■ EXTRACTED RECORDS:
-- Opening Marker --

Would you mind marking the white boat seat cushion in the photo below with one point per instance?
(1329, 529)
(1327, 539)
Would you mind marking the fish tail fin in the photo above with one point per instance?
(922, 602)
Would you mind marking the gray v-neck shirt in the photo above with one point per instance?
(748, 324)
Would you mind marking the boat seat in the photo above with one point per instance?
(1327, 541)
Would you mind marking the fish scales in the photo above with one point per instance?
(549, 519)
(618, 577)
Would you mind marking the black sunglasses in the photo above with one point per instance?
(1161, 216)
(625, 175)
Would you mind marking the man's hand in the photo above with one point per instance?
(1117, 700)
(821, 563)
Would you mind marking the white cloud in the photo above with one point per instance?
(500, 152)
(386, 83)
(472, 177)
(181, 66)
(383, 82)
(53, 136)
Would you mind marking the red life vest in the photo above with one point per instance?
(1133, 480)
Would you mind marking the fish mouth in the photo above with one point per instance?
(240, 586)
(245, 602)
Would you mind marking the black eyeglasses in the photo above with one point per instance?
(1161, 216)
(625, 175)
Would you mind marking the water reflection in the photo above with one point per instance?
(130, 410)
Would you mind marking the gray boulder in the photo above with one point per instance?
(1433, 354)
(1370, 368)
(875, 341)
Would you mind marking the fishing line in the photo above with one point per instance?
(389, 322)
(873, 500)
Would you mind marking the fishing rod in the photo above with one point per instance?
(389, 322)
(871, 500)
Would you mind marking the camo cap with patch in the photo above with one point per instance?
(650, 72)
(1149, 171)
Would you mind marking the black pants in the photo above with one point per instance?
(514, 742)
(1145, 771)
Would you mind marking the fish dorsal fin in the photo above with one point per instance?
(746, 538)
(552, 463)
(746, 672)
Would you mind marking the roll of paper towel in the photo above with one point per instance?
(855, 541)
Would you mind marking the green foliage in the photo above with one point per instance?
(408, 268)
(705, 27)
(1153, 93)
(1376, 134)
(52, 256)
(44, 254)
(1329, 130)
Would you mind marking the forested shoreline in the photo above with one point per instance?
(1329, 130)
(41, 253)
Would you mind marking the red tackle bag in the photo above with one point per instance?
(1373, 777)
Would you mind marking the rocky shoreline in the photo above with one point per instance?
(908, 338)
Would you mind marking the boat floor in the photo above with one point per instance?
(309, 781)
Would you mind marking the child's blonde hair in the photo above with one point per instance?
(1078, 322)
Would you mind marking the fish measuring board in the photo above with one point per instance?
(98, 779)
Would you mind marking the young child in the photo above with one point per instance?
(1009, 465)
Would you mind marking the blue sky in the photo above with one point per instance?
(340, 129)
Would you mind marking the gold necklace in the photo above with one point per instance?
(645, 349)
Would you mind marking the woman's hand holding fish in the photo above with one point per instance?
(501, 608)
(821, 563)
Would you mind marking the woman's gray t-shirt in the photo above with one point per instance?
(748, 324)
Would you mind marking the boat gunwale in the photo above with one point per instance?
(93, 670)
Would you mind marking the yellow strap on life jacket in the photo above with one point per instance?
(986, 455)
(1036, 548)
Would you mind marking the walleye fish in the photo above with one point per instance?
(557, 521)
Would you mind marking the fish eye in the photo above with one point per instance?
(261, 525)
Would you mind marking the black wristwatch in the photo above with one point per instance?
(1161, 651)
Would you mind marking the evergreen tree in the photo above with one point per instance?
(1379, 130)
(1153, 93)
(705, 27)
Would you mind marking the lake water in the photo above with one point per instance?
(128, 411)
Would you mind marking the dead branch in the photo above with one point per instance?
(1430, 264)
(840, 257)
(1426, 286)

-- Closing Marker --

■ AIM OF THE EXERCISE: Above are some records; repeat all of them exactly.

■ ANSWER SECTION:
Would you mind marking the white boat seat cushion in the photo below with one point per instance?
(1329, 529)
(1327, 539)
Would you mind marking the fish tail fin in the photo above with one point per instance?
(922, 602)
Would you mind marking the gray v-neck shirt in the photo above with one point per instance?
(748, 324)
Would you mind marking the boat seat in the photo above with one point per instance?
(1327, 541)
Would you mind marking the fish scales in the photo above with one point per instance?
(549, 519)
(618, 577)
Would you mind marking the black sunglasses in the photo above with one point per instance?
(1161, 216)
(625, 175)
Would you mind marking the man's hand in the photo above with one point per instance?
(1117, 700)
(821, 563)
Would you mind marking the white cloud in the photo above with one point per instance?
(500, 152)
(386, 83)
(472, 177)
(181, 66)
(383, 82)
(53, 136)
Would you mind marking the red life vest in the photo above with one point per instance?
(1133, 480)
Would you mind marking the fish mouth in the photo above with one point per instance?
(240, 586)
(245, 602)
Would you mind marking the black eyeglasses in the photo above with one point per instance?
(1161, 216)
(625, 175)
Would you mind marking the water reflection in the photo above with one point per instance?
(130, 410)
Would you mind marking the gray boulder in the photo above with one point per instance?
(1433, 354)
(1370, 368)
(875, 341)
Would you mind marking the fishing line in the photo above with one point per instance?
(389, 322)
(873, 500)
Would you mind marking the fishing rod in the photo above with one point per instance?
(389, 322)
(871, 500)
Would you mind marking the camo cap with patch in the photo above with one point per instance?
(650, 72)
(1149, 171)
Would you mind marking the black pants in the photo above with one point per instance?
(514, 742)
(1145, 771)
Would you mind marking the fish dorsal fin in the photo above with one point per instance?
(746, 538)
(552, 463)
(746, 672)
Would you mind marking the roll of paper towel in the photo above with one point per instance?
(855, 541)
Would you mind marking the green foliage in the photo above with one point per instance?
(408, 268)
(705, 27)
(1153, 93)
(1376, 134)
(52, 256)
(44, 254)
(1329, 130)
Would you mind marking the forested shoreline in the photo above with one point per instance?
(1329, 130)
(41, 253)
Would you mind marking the red tackle bag in the photo above with one point per instance?
(1373, 777)
Would you mind marking the rocky shoreline in the photo above with one point per instance?
(908, 338)
Would you mind marking the boat floor in the photo above with one point per instance?
(309, 781)
Would you mind marking the child's blonde hair in the photo above with one point per instance?
(1078, 322)
Would you mind marking the fish measuring board in the photo above with one point per instance?
(98, 779)
Would you mind marking the young child in the photo above with one point per instance?
(1009, 465)
Would you mind marking the blue sky in the photo above with one point per instance?
(340, 129)
Would you mind marking the gold necklace in the photo above with one point per instance?
(645, 349)
Would you mind marking the woman's hand holding fish in the photo above with one point per instance?
(501, 608)
(821, 563)
Would you mind marking the woman's gray t-shirt in the photo above with one point per instance?
(748, 324)
Would you mind marking the boat gunwale in the photo above with one point per instance?
(93, 670)
Would you mind marking the yellow strap on life jacket in the photo above with one point per instance?
(986, 455)
(1036, 548)
Would you mind marking the walleye fish in the photo above with one point per instance?
(557, 521)
Would you mind marking the fish eye in the photo above with one point per instance?
(261, 525)
Would you mind marking the black wristwatch in the photo above with one point per instance?
(1161, 651)
Would you mind marking the evergreen tree in the photo above with one point per instance?
(1379, 130)
(1153, 93)
(705, 27)
Would you mind marking the lake water in the photo above with one point per instance?
(128, 411)
Would you mind marking the dead branch in the photo above with one point per instance?
(1430, 264)
(840, 257)
(1426, 286)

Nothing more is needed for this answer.